**Textauszug:**

-

 

Unsere Welt auf Reisen

Von Boris Groys

 

Die Ferien beginnen. Millionen ziehen in die Ferne. Aber das Fremde finden sie nicht mehr. Die Städte gleichen sich an, aus lokalen Bräuchen werden globale Trends. Alle Sehnsuchtsorte sind jederzeit erreichbar - der Tourismus hat die alten Utopien erledigt.

 

Die Stadt entstand ursprünglich als Zukunftsprojekt: Man zog vom Land in die Stadt, um sich den alten Mächten der Natur zu entziehen und eine selbstbestimmte Umwelt zu schaffen. Die ganze bisherige menschliche Geschichte ist durch diese Bewegung vom Land in die Stadt bestimmt. Zwar wurde das Leben auf dem Lande immer wieder als goldenes Zeitalter des «natürlichen» Glücks stilisiert. Aber diese verschönerten Erinnerungen hinderten die Menschen keineswegs, den einmal eingeschlagenen Weg weiter zu gehen.

Die Stadt besitzt also eine utopische Dimension, weil sie sich jenseits der natürlichen Ordnung situiert. Der Ort der Stadt ist der Utopos. Früher markierten Stadtmauern den utopischen Charakter. Je utopischer eine Stadt sein sollte, desto schwieriger musste es sein, sie zu betreten, sei es das tibetische Lhasa, das himmlische Jerusalem oder das indische Shambala. Die Stadt isolierte sich, um ihren eigenen Weg in die Zukunft zu gehen. Die genuine Stadt ist also nicht nur utopisch, sondern auch anti-touristisch: Sie isoliert sich vom Raum und bewegt sich in der Zeit.

**Gesammelte Daten:**
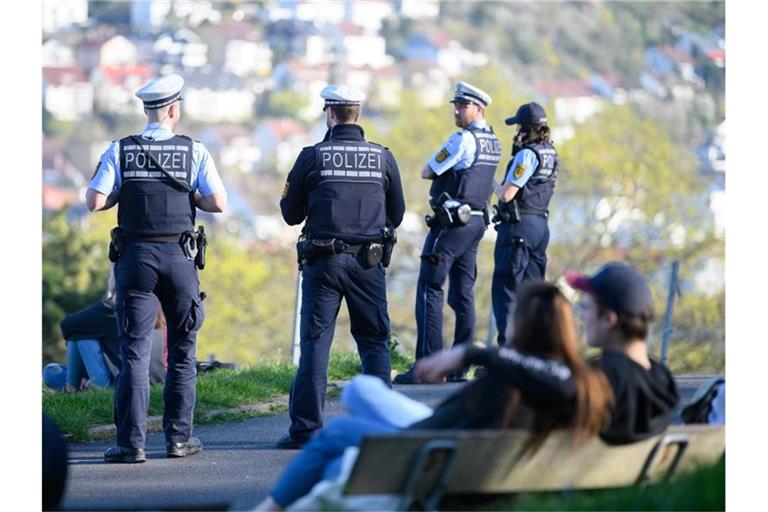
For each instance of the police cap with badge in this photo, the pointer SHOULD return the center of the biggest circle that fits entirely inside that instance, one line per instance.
(339, 95)
(161, 91)
(466, 93)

**Zu lösende Aufgaben:**
a. Was markierte laut dem Textauszug früher den utopischen Charakter einer Stadt?
b. Gib bitte aus dem Textauszug alles von „Von Boris Groys“ bis hinunter zu „weiter zu gehen.“ wortgetreu aus.

**Die Lösungen:**
a. Stadtmauern.

b.
Von Boris Groys

 

Die Ferien beginnen. Millionen ziehen in die Ferne. Aber das Fremde finden sie nicht mehr. Die Städte gleichen sich an, aus lokalen Bräuchen werden globale Trends. Alle Sehnsuchtsorte sind jederzeit erreichbar - der Tourismus hat die alten Utopien erledigt.

 

Die Stadt entstand ursprünglich als Zukunftsprojekt: Man zog vom Land in die Stadt, um sich den alten Mächten der Natur zu entziehen und eine selbstbestimmte Umwelt zu schaffen. Die ganze bisherige menschliche Geschichte ist durch diese Bewegung vom Land in die Stadt bestimmt. Zwar wurde das Leben auf dem Lande immer wieder als goldenes Zeitalter des «natürlichen» Glücks stilisiert. Aber diese verschönerten Erinnerungen hinderten die Menschen keineswegs, den einmal eingeschlagenen Weg weiter zu gehen.